→ Exercise task: Copy out the records below word for word, from the line that contains "of the ripe" down through the end of the records. Leave the pictures out.

(Dataset rows)

********************

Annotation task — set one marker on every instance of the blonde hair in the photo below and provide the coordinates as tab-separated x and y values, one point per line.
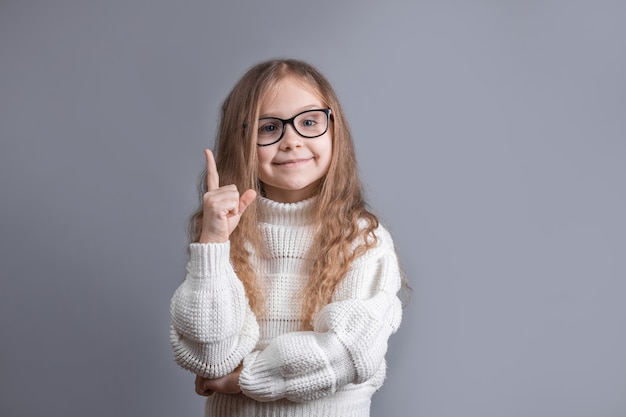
341	216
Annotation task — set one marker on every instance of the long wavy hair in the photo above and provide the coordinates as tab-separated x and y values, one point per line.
341	216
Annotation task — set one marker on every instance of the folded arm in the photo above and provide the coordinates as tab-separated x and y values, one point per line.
349	340
212	325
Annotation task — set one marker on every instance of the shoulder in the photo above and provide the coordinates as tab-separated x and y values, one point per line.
379	242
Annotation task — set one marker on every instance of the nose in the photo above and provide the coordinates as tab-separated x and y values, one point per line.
291	138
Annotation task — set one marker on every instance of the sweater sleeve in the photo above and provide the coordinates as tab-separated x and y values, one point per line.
348	342
212	326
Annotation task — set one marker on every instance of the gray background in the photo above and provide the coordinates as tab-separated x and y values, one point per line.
491	139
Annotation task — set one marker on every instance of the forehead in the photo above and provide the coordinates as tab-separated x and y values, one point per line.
288	95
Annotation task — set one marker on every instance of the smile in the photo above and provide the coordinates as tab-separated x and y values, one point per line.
293	162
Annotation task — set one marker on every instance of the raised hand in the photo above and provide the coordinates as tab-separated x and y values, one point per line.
222	207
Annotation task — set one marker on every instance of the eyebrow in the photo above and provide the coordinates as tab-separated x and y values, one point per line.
305	108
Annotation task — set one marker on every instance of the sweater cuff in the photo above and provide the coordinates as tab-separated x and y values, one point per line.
260	377
209	259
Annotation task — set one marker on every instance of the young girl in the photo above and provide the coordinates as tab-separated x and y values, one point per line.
292	285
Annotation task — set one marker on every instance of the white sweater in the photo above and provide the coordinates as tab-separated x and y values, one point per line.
330	371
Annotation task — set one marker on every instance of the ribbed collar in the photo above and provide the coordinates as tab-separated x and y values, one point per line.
286	214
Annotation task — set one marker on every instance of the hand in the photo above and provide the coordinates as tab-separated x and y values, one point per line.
228	384
222	207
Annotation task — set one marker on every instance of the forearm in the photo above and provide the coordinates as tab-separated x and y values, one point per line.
212	326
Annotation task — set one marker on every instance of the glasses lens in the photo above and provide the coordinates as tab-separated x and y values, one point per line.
269	131
311	123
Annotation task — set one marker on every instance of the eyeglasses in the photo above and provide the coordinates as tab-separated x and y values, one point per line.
308	124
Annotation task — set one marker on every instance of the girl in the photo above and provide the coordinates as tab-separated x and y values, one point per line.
292	285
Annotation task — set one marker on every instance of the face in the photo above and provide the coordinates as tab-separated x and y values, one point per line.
291	169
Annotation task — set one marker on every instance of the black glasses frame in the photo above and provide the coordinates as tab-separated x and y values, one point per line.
284	123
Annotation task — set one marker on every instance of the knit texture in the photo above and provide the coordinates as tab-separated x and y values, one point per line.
330	371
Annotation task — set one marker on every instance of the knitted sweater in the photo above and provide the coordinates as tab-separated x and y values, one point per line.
330	371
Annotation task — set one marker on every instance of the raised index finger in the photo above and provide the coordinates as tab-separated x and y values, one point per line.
212	177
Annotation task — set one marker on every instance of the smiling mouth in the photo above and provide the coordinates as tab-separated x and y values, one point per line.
293	162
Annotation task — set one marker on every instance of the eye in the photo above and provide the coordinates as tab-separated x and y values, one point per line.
309	123
268	127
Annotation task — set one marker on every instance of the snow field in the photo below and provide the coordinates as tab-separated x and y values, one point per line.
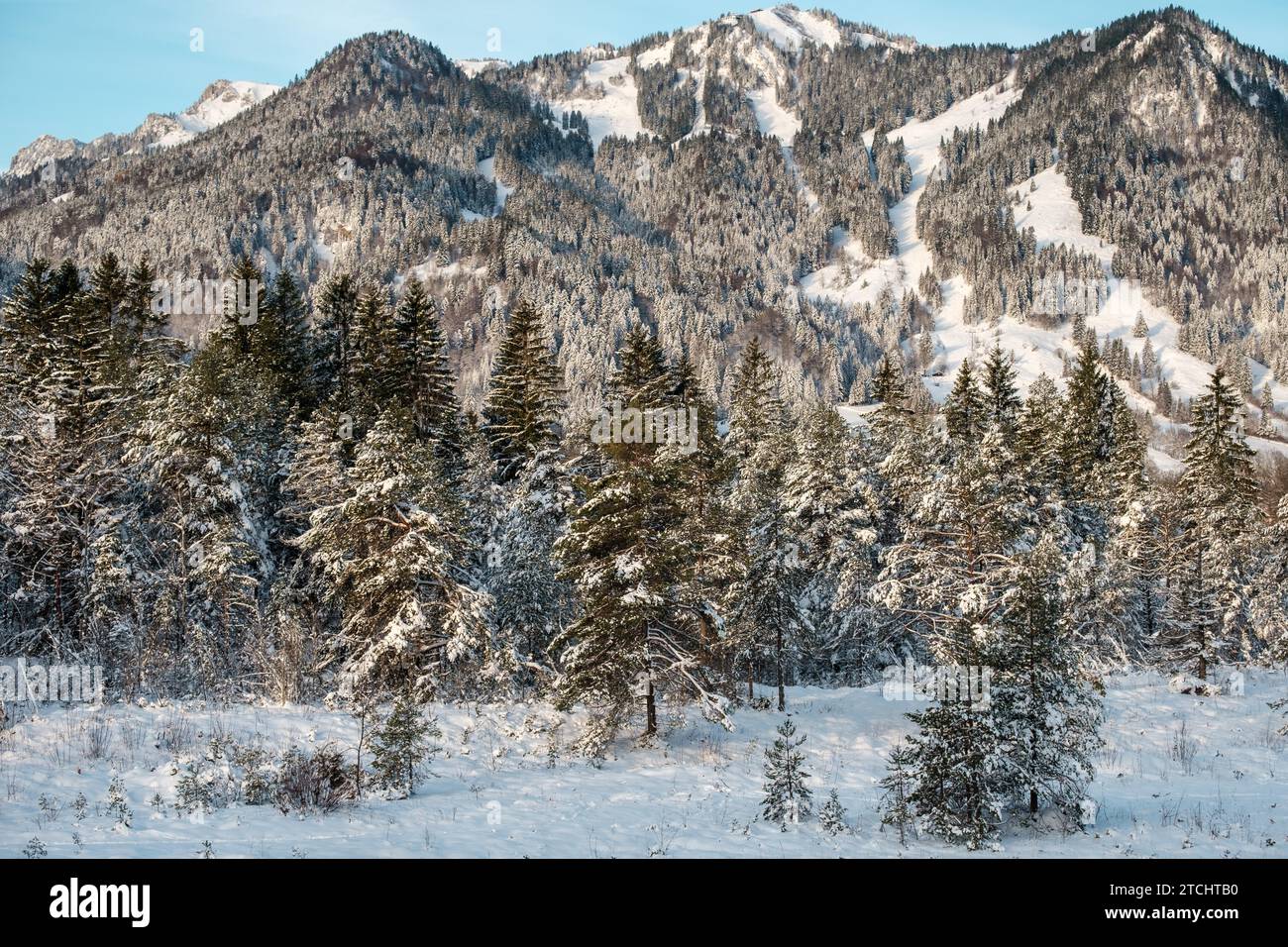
1179	776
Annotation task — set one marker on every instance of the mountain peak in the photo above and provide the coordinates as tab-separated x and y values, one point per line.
218	102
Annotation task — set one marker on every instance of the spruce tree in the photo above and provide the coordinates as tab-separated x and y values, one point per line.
523	402
832	815
966	411
787	795
389	553
1046	714
630	553
402	744
1211	570
1001	397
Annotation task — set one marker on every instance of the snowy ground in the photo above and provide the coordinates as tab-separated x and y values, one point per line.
1180	776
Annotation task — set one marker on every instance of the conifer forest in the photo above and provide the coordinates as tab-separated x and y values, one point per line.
772	437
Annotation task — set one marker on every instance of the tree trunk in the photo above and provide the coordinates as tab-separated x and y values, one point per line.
782	699
651	706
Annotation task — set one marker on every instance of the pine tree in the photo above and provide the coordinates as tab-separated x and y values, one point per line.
966	411
1210	575
523	401
1001	397
1086	436
389	552
832	523
631	553
334	344
402	744
764	615
755	408
424	379
787	796
1046	715
897	808
832	815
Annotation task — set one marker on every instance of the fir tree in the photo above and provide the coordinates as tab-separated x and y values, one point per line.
1210	574
523	402
966	411
1001	398
787	796
832	815
402	744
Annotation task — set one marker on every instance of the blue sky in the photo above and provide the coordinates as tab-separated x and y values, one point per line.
82	67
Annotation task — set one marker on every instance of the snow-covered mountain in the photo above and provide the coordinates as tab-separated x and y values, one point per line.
220	101
837	188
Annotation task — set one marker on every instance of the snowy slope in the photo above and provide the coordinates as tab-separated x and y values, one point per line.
609	103
1179	777
606	93
921	141
218	103
1047	208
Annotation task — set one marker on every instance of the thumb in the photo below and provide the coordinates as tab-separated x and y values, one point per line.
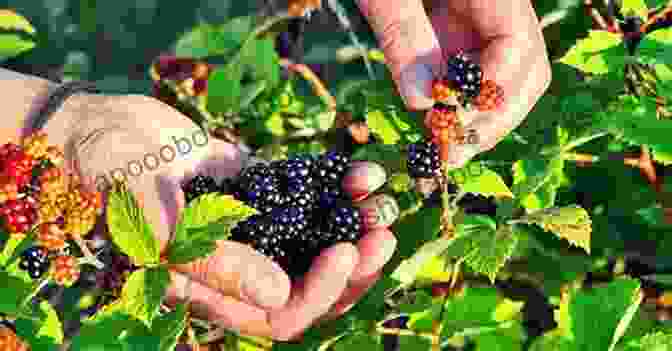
410	45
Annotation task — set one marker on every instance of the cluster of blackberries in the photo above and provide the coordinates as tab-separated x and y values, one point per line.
35	260
423	160
302	207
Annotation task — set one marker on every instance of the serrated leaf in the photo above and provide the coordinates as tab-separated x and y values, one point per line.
490	250
142	294
487	183
654	341
13	291
414	342
129	228
379	123
656	47
596	314
224	89
214	40
12	45
357	341
571	223
206	220
43	333
473	309
10	20
635	7
408	270
169	327
102	331
600	53
263	61
536	181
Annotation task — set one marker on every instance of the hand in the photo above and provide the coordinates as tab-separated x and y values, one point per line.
512	52
236	286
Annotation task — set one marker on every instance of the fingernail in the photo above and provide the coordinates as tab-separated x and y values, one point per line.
264	291
379	211
415	84
462	154
363	178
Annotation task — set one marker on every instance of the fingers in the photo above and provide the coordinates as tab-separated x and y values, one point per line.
409	43
239	271
513	54
323	285
209	304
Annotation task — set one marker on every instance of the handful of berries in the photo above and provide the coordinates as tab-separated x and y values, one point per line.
305	203
465	82
36	196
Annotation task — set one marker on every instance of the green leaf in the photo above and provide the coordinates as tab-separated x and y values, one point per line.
13	291
43	333
635	8
488	250
414	342
408	270
224	89
536	181
484	182
357	341
129	228
263	61
10	20
634	119
571	223
102	331
206	220
654	341
169	327
214	40
142	294
656	47
379	122
12	45
600	315
600	53
470	311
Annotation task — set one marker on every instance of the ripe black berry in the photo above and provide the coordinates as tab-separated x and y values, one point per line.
475	204
35	261
331	167
199	185
423	160
466	74
258	186
345	222
289	221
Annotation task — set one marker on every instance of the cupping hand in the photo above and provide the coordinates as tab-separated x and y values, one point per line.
236	287
506	36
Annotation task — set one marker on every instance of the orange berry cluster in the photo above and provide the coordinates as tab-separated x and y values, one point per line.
37	195
9	341
445	128
490	98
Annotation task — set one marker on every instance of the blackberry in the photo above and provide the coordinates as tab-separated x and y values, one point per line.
199	185
423	160
475	204
345	222
289	222
259	187
331	167
35	261
329	194
465	74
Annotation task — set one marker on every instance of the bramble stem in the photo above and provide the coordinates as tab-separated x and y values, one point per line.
318	86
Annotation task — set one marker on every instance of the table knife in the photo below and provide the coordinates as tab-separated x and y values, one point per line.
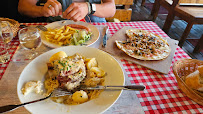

********************

→ Exercise answer:
Annotation task — set one marker on every instance of the ripe black berry in the photo above and provide the coordinates as tab-separated x and y values, one point per line.
475	204
35	261
331	167
199	185
423	160
466	74
258	186
345	222
289	221
Annotation task — set one marker on every instance of the cupping hand in the photo above and provide the coordinates as tab-separated x and y values, one point per line.
236	287
506	36
Annotation task — set one marker on every instance of the orange berry cluster in the photo above and provide the coordinates as tab-separated x and y values, one point per line.
37	195
9	341
445	128
490	98
Annotation task — set one marker on every instance of the blackberry in the photo above and provide the coordinates as tab-separated x and y values, one point per line.
199	185
423	160
475	204
345	222
289	222
259	187
331	167
35	261
329	194
465	74
Annotation task — set one marker on every instance of the bramble stem in the photo above and provide the coordinates as tab-separated x and y values, one point per line.
318	86
Annotation task — set one marker on every instance of the table knife in the photo below and provide the coordinates as tab-separated x and y values, one point per line.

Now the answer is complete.